**KUTIPAN:**
-*-*-
SuaraKita.org – Sebuah laporan global oleh Human Dignity Trust (HDT) menemukan bahwa orang-orang trans dan beragam gender dikriminalisasi, dianiaya, dan dilecehkan oleh penegak hukum “di semua batasan regional, agama dan budaya.” .
Diterbitkan untuk memperingati Hari Internasional Melawan Homofobia, Bifobia, dan Transfobia, laporan Injustice Exposed: The Criminalisation of Transgender People and its Impact menunjukkan bahwa bahkan di negara-negara tanpa hukum yang secara langsung menargetkan orang trans, penegak hukum akan menggunakan undang-undang lain yang ada untuk melecehkan mereka.
“Sangat mengejutkan bahwa di banyak negara di seluruh dunia, terlepas dari lanskap legislatif, polisilah yang paling ditakuti oleh orang-orang trans dan beragam gender,” kata Téa Braun, Direktur HDT.
“Orang-orang yang seharusnya melindungi mereka dan menegakkan hak-hak mereka adalah penindas mereka, dan sering bertindak dengan impunitas penuh.”
Laporan ini memberikan studi kasus tentang bagaimana otoritas negara melakukan kekerasan terhadap orang-orang trans dan beragam gender “tanpa ada pembenaran yang diakui dalam hukum.”
Kekerasan terhadap orang trans tidak dibenarkan secara hukum
Setidaknya sembilan negara di Afrika, Asia dan Timur Tengah menargetkan orang-orang trans melalui undang-undang yang menyebutkan “ganti rias” (cross-dressing)
Satu studi kasus mengutip seorang perempuan trans Guyana yang “dipukuli dengan tali, dipermalukan di depan orang lain di kantor polisi, diinjak, diseret melalui saluran air, dibawa ke luar untuk membersihkan halaman stasiun” di bawah undang-undang “cross-dressing” negara itu .
“Undang-undang cross-dressing” di Guyana telah dicabut sejak saat itu.
-*-*-
**BAHAN YANG DISEDIAKAN:**

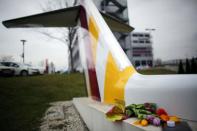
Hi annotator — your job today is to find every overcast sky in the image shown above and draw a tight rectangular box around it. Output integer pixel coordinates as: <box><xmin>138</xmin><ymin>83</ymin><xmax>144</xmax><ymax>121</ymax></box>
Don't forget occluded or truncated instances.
<box><xmin>0</xmin><ymin>0</ymin><xmax>197</xmax><ymax>69</ymax></box>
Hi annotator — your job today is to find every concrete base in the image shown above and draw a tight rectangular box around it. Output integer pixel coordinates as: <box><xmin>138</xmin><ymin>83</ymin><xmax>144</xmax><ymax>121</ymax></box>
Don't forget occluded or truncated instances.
<box><xmin>73</xmin><ymin>97</ymin><xmax>197</xmax><ymax>131</ymax></box>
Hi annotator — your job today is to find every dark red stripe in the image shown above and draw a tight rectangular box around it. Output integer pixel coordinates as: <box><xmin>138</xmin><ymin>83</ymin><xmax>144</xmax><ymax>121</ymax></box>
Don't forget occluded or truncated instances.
<box><xmin>79</xmin><ymin>6</ymin><xmax>101</xmax><ymax>101</ymax></box>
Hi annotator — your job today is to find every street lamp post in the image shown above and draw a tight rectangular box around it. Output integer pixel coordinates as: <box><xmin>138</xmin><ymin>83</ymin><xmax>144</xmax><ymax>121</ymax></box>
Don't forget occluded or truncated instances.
<box><xmin>21</xmin><ymin>40</ymin><xmax>27</xmax><ymax>63</ymax></box>
<box><xmin>145</xmin><ymin>28</ymin><xmax>156</xmax><ymax>66</ymax></box>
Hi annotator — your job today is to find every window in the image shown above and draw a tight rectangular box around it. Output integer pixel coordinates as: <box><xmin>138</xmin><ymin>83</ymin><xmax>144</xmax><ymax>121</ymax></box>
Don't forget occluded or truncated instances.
<box><xmin>133</xmin><ymin>34</ymin><xmax>138</xmax><ymax>37</ymax></box>
<box><xmin>135</xmin><ymin>60</ymin><xmax>140</xmax><ymax>67</ymax></box>
<box><xmin>140</xmin><ymin>40</ymin><xmax>144</xmax><ymax>43</ymax></box>
<box><xmin>133</xmin><ymin>40</ymin><xmax>138</xmax><ymax>43</ymax></box>
<box><xmin>146</xmin><ymin>40</ymin><xmax>150</xmax><ymax>43</ymax></box>
<box><xmin>142</xmin><ymin>60</ymin><xmax>146</xmax><ymax>66</ymax></box>
<box><xmin>144</xmin><ymin>34</ymin><xmax>150</xmax><ymax>38</ymax></box>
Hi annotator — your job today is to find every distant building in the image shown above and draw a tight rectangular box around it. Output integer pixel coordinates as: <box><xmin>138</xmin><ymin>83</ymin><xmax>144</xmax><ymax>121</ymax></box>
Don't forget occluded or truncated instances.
<box><xmin>69</xmin><ymin>0</ymin><xmax>132</xmax><ymax>71</ymax></box>
<box><xmin>129</xmin><ymin>32</ymin><xmax>153</xmax><ymax>67</ymax></box>
<box><xmin>72</xmin><ymin>0</ymin><xmax>153</xmax><ymax>70</ymax></box>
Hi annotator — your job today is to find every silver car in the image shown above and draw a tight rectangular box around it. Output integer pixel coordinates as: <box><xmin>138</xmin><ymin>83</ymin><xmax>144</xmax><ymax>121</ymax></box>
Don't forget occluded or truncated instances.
<box><xmin>1</xmin><ymin>62</ymin><xmax>40</xmax><ymax>76</ymax></box>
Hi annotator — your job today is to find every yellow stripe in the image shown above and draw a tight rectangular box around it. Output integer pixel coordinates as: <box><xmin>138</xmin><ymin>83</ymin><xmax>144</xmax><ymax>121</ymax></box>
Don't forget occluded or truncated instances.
<box><xmin>104</xmin><ymin>52</ymin><xmax>136</xmax><ymax>104</ymax></box>
<box><xmin>89</xmin><ymin>16</ymin><xmax>99</xmax><ymax>63</ymax></box>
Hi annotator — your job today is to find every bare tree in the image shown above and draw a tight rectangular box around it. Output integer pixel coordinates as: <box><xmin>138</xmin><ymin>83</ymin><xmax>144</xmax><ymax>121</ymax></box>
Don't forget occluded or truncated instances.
<box><xmin>0</xmin><ymin>55</ymin><xmax>14</xmax><ymax>62</ymax></box>
<box><xmin>38</xmin><ymin>0</ymin><xmax>77</xmax><ymax>72</ymax></box>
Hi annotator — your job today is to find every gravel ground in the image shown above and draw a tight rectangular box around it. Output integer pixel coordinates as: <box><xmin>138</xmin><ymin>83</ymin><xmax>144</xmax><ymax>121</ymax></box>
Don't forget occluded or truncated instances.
<box><xmin>40</xmin><ymin>101</ymin><xmax>89</xmax><ymax>131</ymax></box>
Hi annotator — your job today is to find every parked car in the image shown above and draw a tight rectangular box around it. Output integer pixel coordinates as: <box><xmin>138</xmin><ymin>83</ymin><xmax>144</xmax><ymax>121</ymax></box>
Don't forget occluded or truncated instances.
<box><xmin>136</xmin><ymin>65</ymin><xmax>150</xmax><ymax>70</ymax></box>
<box><xmin>1</xmin><ymin>62</ymin><xmax>40</xmax><ymax>76</ymax></box>
<box><xmin>0</xmin><ymin>63</ymin><xmax>15</xmax><ymax>76</ymax></box>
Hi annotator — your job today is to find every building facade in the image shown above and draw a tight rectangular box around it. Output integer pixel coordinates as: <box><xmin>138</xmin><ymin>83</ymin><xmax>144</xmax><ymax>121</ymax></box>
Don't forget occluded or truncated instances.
<box><xmin>130</xmin><ymin>32</ymin><xmax>153</xmax><ymax>67</ymax></box>
<box><xmin>72</xmin><ymin>0</ymin><xmax>153</xmax><ymax>71</ymax></box>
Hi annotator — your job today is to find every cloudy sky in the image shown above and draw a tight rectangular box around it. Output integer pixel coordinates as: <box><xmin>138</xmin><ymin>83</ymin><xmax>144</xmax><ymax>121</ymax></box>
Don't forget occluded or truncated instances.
<box><xmin>0</xmin><ymin>0</ymin><xmax>197</xmax><ymax>69</ymax></box>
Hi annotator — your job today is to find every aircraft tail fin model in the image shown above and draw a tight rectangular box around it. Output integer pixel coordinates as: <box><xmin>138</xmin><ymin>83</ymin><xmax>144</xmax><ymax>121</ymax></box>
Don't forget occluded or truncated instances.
<box><xmin>3</xmin><ymin>0</ymin><xmax>197</xmax><ymax>121</ymax></box>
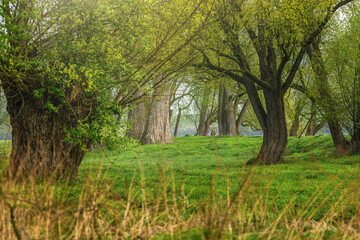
-*-*-
**PETUNJUK:**
Menurut kutipan tentang laporan Human Dignity Trust, siapa yang paling ditakuti oleh orang-orang trans dan beragam gender di banyak negara? Data yang disertakan tidak diperlukan.

**HASIL LATIHAN:**
Polisi.